■ Written task A ■
Duplicate the report below on people smuggling across the English Channel, word for word.

People Smuggling Across the English Channel
Immigration officials questioned twenty people, including two children, rescued from an inflatable boat off the Kent coast on Sunday 29 May.
Eighteen of those on board, proved to be Albanian migrants and two Englishmen, Robert Stillwell and Mark Stribling, who were later charged with immigration offences.
The incident came to light when they ran into trouble off Dymchurch. Albanians aboard phoned friends in Calais that they needed help. Their friends alerted the authorities and a helicopter, Border Control vessel and two lifeboats raced to their rescue. There was one woman and two children aboard the dingy. After being rescued, the group were handed over to the UK Border Force and taken to Dover.
Questions are being asked – Is this the tip of the Iceberg? Another dingy was later found abandoned on Dymchurch Beach and reports of another abandoned dingy and a van collecting people off the roadside had been reported the week before.
David Monk, Conservative leader of the local authority, reportedly said that
“He believed high levels of surveillance in the English Channel would mean most boats crossing the Channel would be identified” He went on
“I am pretty sure our security is good.” He continued
“I cannot recall a previous incident but this should act as a warning to the authorities to be even more vigilant.”

■ Recorded information ■

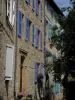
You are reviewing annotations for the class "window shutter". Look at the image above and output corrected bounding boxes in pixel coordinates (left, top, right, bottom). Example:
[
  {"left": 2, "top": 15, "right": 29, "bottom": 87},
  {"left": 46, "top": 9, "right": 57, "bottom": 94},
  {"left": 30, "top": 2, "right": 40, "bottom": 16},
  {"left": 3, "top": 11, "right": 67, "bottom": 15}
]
[
  {"left": 40, "top": 32, "right": 42, "bottom": 50},
  {"left": 5, "top": 45, "right": 14, "bottom": 80},
  {"left": 18, "top": 11, "right": 22, "bottom": 36},
  {"left": 40, "top": 2, "right": 42, "bottom": 20},
  {"left": 12, "top": 0, "right": 15, "bottom": 26},
  {"left": 35, "top": 62, "right": 38, "bottom": 83},
  {"left": 32, "top": 0, "right": 35, "bottom": 9},
  {"left": 26, "top": 0, "right": 30, "bottom": 3},
  {"left": 25, "top": 17, "right": 29, "bottom": 40},
  {"left": 56, "top": 83, "right": 60, "bottom": 93},
  {"left": 7, "top": 0, "right": 10, "bottom": 17},
  {"left": 32, "top": 24, "right": 34, "bottom": 45},
  {"left": 36, "top": 28, "right": 38, "bottom": 48},
  {"left": 9, "top": 0, "right": 13, "bottom": 23},
  {"left": 36, "top": 0, "right": 38, "bottom": 15}
]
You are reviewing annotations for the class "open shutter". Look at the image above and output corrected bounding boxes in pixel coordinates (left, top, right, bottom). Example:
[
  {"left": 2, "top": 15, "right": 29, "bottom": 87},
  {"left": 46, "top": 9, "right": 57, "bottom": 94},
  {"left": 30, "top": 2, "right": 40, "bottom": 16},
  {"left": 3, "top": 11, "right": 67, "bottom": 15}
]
[
  {"left": 35, "top": 62, "right": 38, "bottom": 83},
  {"left": 12, "top": 0, "right": 15, "bottom": 26},
  {"left": 32, "top": 24, "right": 34, "bottom": 45},
  {"left": 18, "top": 11, "right": 22, "bottom": 36},
  {"left": 40, "top": 2, "right": 42, "bottom": 20},
  {"left": 36, "top": 0, "right": 38, "bottom": 15},
  {"left": 5, "top": 45, "right": 14, "bottom": 80},
  {"left": 36, "top": 28, "right": 38, "bottom": 48},
  {"left": 25, "top": 17, "right": 29, "bottom": 40}
]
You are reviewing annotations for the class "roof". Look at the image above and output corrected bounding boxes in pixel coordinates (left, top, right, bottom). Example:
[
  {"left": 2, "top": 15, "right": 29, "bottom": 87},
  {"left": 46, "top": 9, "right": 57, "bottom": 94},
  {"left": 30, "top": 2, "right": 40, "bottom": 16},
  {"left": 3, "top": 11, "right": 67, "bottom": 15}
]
[{"left": 47, "top": 0, "right": 64, "bottom": 16}]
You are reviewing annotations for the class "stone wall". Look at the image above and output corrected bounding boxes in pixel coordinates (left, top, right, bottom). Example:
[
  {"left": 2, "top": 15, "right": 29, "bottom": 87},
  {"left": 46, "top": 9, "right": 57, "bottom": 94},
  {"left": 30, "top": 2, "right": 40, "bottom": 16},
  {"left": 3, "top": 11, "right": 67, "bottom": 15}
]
[
  {"left": 0, "top": 0, "right": 16, "bottom": 100},
  {"left": 17, "top": 0, "right": 44, "bottom": 96}
]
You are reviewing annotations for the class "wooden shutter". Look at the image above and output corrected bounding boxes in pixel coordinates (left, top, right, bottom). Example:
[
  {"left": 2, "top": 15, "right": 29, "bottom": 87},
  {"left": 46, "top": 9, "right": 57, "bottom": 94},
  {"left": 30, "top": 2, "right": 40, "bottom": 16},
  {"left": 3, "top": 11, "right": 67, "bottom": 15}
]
[
  {"left": 32, "top": 24, "right": 34, "bottom": 45},
  {"left": 36, "top": 0, "right": 38, "bottom": 15},
  {"left": 25, "top": 17, "right": 29, "bottom": 40},
  {"left": 18, "top": 11, "right": 22, "bottom": 36},
  {"left": 56, "top": 83, "right": 60, "bottom": 93},
  {"left": 32, "top": 0, "right": 35, "bottom": 10},
  {"left": 40, "top": 1, "right": 42, "bottom": 20},
  {"left": 12, "top": 0, "right": 16, "bottom": 26},
  {"left": 35, "top": 62, "right": 38, "bottom": 83},
  {"left": 26, "top": 0, "right": 30, "bottom": 3},
  {"left": 5, "top": 45, "right": 14, "bottom": 80},
  {"left": 40, "top": 32, "right": 42, "bottom": 50},
  {"left": 36, "top": 28, "right": 38, "bottom": 48}
]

■ Written task B ■
Pull out every line of the entries above that contains the word "window".

■ Written reply A ■
People Smuggling Across the English Channel
Immigration officials questioned twenty people, including two children, rescued from an inflatable boat off the Kent coast on Sunday 29 May.
Eighteen of those on board, proved to be Albanian migrants and two Englishmen, Robert Stillwell and Mark Stribling, who were later charged with immigration offences.
The incident came to light when they ran into trouble off Dymchurch. Albanians aboard phoned friends in Calais that they needed help. Their friends alerted the authorities and a helicopter, Border Control vessel and two lifeboats raced to their rescue. There was one woman and two children aboard the dingy. After being rescued, the group were handed over to the UK Border Force and taken to Dover.
Questions are being asked – Is this the tip of the Iceberg? Another dingy was later found abandoned on Dymchurch Beach and reports of another abandoned dingy and a van collecting people off the roadside had been reported the week before.
David Monk, Conservative leader of the local authority, reportedly said that
“He believed high levels of surveillance in the English Channel would mean most boats crossing the Channel would be identified” He went on
“I am pretty sure our security is good.” He continued
“I cannot recall a previous incident but this should act as a warning to the authorities to be even more vigilant.”

■ Written reply B ■
You are reviewing annotations for the class "window shutter". Look at the image above and output corrected bounding boxes in pixel coordinates (left, top, right, bottom). Example:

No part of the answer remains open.